◆ REQUIREMENTS ◆
Extend the digital electronics course page that follows, picking up right after its final line.

Welcome to the course on Digital Electronics, where we will explore the very fundamental concepts that makes most of our modern consumer electronic products function.

Office Hours

Tues 12-1pm (Section A) Saturday 12-1pm (Section B) I will be in my office at EEE 222, and students are welcome to drop by with any questions/problems related to the class or for conceptual understanding of the topics. Other than office hours, prior appointment must be made to schedule a meeting. For any course related matter outside the class, preferred medium of communication is email

Course Outline

  • Week 1 - (Brown 5.1, Floyd 2.1-2.10) - Introduction to Course, Introduction to Number Systems and codes. Introduction to verilog
  • Week 2 - (Floyd 3.1-3.7,4 Brown 2.1-2.9) - Analysis and synthesis of digital logic circuits: Basic logic function, Boolean algebra, combinational logic design, minimization of combinational logic (k-map)

◆ RECORDS PROVIDED ◆
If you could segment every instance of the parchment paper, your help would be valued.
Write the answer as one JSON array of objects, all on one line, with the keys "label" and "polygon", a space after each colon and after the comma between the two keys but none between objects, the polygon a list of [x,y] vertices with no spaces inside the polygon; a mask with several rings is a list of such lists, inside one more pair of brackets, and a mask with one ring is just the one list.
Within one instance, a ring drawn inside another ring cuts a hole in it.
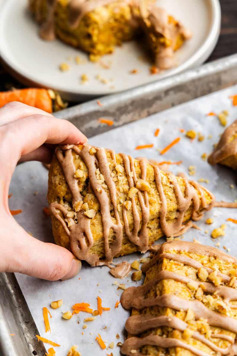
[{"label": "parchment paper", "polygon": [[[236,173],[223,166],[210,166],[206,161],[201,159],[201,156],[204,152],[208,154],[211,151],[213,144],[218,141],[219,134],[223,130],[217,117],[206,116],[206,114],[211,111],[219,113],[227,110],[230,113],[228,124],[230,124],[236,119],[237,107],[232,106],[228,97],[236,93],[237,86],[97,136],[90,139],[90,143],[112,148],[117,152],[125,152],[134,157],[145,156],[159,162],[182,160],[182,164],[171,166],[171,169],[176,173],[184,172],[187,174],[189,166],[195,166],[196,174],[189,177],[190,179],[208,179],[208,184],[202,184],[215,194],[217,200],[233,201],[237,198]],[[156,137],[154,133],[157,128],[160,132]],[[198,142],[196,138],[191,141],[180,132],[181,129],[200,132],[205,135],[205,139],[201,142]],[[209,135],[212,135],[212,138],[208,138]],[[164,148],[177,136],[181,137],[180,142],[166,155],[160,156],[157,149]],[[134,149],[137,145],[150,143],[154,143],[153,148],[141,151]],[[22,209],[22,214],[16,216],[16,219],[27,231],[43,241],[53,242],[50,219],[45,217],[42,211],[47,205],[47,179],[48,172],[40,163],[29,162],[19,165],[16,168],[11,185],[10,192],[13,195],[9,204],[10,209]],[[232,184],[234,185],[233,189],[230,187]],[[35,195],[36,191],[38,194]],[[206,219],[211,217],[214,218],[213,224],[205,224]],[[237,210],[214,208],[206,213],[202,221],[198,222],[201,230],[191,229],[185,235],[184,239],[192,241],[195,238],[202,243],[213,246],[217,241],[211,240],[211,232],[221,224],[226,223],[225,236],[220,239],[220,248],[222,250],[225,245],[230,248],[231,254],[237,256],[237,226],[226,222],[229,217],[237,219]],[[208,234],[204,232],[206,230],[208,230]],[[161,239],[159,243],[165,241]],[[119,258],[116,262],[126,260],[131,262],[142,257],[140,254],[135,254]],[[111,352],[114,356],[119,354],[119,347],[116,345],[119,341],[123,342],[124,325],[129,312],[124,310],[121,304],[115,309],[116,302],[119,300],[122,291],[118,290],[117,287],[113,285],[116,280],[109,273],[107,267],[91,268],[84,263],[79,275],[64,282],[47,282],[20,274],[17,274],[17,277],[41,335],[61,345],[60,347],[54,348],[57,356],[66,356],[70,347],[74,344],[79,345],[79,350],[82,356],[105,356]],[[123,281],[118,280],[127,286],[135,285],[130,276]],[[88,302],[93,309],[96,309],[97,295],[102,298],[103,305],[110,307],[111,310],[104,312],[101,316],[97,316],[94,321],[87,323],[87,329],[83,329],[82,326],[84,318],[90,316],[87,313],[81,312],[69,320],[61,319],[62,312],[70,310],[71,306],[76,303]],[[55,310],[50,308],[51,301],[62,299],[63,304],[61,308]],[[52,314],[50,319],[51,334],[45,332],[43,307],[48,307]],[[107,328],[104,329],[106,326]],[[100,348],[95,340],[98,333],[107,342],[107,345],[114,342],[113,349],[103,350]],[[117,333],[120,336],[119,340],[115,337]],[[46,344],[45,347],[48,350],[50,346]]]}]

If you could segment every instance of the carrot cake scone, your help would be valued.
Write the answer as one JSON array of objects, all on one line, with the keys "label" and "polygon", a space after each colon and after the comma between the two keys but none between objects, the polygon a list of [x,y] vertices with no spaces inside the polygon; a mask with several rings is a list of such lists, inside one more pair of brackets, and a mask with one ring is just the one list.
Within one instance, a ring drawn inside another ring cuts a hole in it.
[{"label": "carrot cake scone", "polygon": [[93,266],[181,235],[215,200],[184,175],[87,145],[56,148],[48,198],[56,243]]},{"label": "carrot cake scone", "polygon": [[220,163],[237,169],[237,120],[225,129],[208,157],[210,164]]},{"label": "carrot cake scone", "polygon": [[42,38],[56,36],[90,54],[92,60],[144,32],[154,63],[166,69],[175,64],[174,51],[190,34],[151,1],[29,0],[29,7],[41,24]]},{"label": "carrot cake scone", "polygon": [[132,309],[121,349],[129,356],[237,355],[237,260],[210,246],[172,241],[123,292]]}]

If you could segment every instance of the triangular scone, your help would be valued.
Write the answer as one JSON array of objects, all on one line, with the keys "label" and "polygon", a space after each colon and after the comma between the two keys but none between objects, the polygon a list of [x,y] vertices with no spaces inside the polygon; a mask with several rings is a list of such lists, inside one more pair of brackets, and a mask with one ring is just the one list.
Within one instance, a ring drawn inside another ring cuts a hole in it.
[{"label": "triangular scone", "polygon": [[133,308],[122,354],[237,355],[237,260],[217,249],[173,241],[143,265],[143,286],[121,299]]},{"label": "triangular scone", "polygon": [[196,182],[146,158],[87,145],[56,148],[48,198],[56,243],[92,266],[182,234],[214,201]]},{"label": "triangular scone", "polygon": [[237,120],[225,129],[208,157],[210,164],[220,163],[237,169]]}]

◆ TASK RESULT ◆
  • Week 3 - (Floyd 5, Brown 4) universal logic gates, verilog synthesis with combinational logic
  • Week 4 - (Floyd 6, Brown 7) Decoder, encoder, comparators, binary arithmetic elements and ALU design
  • Week 5 - (Brown 7, Floyd 7) Sequential circuits: different types of latches, flip-flops
  • Week 6 - (Brown 7) Modular sequential logic circuit design: shift registers, counters, and application
  • Week 7 - (Brown 9.1-9.3, 8.1) Asynchronous and synchronous sequential circuits
  • Week 8 - (Brown 7.15, Brown 8) State Machine Design, Algorithmic State Machine (ASM), timing analysis and power optimization of sequential circuits.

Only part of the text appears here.